■ About this exercise
Please give again, exactly and only, the stretch of lines from the one containing "of the dirt" to the end of the entries below.

____ Record set

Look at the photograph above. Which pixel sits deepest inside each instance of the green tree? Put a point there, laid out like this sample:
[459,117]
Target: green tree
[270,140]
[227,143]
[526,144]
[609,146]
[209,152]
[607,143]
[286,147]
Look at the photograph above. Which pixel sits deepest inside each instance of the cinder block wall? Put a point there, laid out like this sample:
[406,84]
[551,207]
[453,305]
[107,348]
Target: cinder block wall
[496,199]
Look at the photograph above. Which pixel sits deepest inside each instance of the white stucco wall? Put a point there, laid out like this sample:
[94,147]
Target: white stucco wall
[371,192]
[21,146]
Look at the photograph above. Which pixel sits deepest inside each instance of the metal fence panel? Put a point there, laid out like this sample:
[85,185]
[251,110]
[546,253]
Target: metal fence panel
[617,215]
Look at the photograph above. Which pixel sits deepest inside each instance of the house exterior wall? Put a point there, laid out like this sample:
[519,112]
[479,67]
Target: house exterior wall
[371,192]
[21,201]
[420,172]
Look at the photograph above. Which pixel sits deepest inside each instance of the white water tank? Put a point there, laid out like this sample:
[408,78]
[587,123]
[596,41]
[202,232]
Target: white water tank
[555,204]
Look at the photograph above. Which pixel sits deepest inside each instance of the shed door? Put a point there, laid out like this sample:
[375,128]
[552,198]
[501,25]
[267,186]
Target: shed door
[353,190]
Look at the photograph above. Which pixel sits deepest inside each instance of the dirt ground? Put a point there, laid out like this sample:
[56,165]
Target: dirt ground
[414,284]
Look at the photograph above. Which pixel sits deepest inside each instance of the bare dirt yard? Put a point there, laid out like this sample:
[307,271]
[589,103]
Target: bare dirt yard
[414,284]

________

■ Finished task
Look at the photograph above. Which pixel sits deepest inside each instance of the dirt ground? Put a point there, laid out like this sample:
[56,165]
Target: dirt ground
[414,284]
Look at the photograph above. Which pixel sits deepest inside each instance of the bare dirt yard? Put a point there, laid out like this sample:
[307,271]
[589,103]
Target: bare dirt yard
[414,284]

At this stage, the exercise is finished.